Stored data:
----------

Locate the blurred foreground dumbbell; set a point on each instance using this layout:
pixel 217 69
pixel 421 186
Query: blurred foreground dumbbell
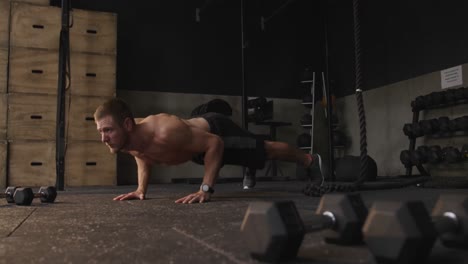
pixel 25 196
pixel 405 232
pixel 20 196
pixel 274 231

----------

**REQUIRED WORK:** Drop the images and copy all the data exactly.

**EXPECTED ANSWER:**
Locate the blurred foreground dumbbell; set a point on each instance using this layout:
pixel 217 69
pixel 421 186
Query: blurred foreground dumbbell
pixel 25 196
pixel 405 232
pixel 20 196
pixel 274 231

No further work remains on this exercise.